** Selected passage follows **
Zambia’s temperate climate and abundant water resources make it a potential breadbasket for all of Africa through small-, mid-, and large-scale farming operations. However, agricultural yields are typically below potential and labor productivity on the farm remains low due to the lack of improved agronomic practices, mechanization, and access to improved inputs, such as seeds and fertilizers. There are also significant potential opportunities for investment and value addition in cold chain storage and food processing targeting large regional markets such as the Democratic Republic of the Congo, and South Africa.
Demand for electricity has grown at an annual rate of about three percent, and generation development is starting to grow. Investment opportunities exist in electricity generation, especially in the off-grid market, upstream and downstream petroleum, and renewable energies. Demand for renewable energy options has also grown significantly. The financially distressed electricity parastatal ZESCO remains a key challenge for the industry – despite being the main off-taker, it has accumulated substantial arrears to existing independent power producers and stymied large-scale energy infrastructure development in the short term, prioritizing projects that have high economic returns for the country.
** End of Selected passage **
• **To do**
Return the stretch of the passage above on Zambia's agriculture and energy from "Demand for electricity" through "for the country.", copied word for word.
** Collected material follows **
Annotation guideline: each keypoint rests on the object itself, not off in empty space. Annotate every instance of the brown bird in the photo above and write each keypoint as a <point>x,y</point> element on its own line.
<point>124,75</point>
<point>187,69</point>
** End of Collected material **
• **Answer**
Demand for electricity has grown at an annual rate of about three percent, and generation development is starting to grow. Investment opportunities exist in electricity generation, especially in the off-grid market, upstream and downstream petroleum, and renewable energies. Demand for renewable energy options has also grown significantly. The financially distressed electricity parastatal ZESCO remains a key challenge for the industry – despite being the main off-taker, it has accumulated substantial arrears to existing independent power producers and stymied large-scale energy infrastructure development in the short term, prioritizing projects that have high economic returns for the country.